##### Data for processing

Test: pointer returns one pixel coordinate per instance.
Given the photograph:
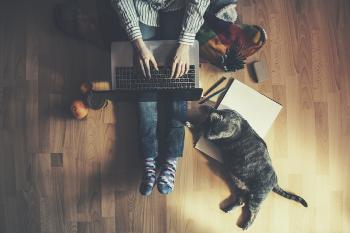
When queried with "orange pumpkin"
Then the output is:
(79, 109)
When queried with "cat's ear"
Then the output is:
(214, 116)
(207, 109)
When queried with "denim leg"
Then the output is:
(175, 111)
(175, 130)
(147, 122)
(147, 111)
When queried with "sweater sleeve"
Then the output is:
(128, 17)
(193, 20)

##########
##### Data for processing

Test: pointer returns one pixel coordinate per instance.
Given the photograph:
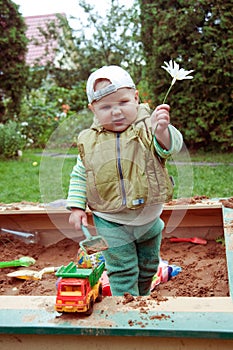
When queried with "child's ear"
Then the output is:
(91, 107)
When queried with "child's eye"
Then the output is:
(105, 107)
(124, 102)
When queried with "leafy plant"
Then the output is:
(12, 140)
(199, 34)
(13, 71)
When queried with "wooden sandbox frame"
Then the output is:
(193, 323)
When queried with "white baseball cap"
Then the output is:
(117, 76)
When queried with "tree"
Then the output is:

##########
##### Data for processing

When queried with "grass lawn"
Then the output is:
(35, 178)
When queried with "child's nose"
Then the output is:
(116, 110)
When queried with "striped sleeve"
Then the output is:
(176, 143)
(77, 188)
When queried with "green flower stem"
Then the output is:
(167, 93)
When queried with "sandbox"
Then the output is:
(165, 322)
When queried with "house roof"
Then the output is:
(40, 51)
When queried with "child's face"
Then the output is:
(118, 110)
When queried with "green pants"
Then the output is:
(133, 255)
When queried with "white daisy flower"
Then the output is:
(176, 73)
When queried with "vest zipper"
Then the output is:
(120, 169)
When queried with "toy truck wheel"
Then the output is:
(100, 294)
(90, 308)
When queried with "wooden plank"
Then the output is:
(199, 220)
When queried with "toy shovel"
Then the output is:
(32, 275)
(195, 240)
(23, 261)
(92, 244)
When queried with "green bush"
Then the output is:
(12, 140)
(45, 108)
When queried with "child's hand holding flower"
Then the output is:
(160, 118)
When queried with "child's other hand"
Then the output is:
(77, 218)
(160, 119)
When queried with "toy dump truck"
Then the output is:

##########

What the task asks>
Find each line in the items above that contains the word "truck", and copy every such line.

Response to the exercise>
When queried with "toy truck wheel"
When queried with "toy dump truck"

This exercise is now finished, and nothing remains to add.